[begin TASK DATA]

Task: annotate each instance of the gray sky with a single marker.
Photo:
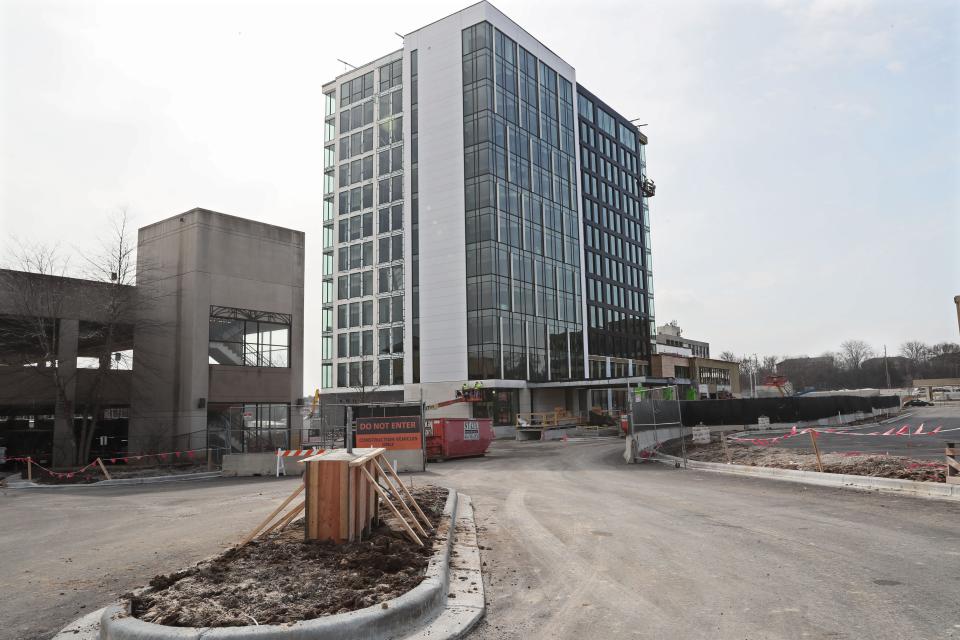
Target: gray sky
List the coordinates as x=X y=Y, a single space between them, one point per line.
x=806 y=154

[end TASK DATA]

> GIVEN INSTRUCTION
Format the listing above as a JSON list of strings, one string per line, with blank lines left out. Leave the picture out of the result.

> RESULT
[
  "Task: annotate each instance of the gray sky with a single marker.",
  "Photo:",
  "Target: gray sky",
  "List the coordinates as x=X y=Y, a single space between them, one point per line.",
  "x=806 y=154"
]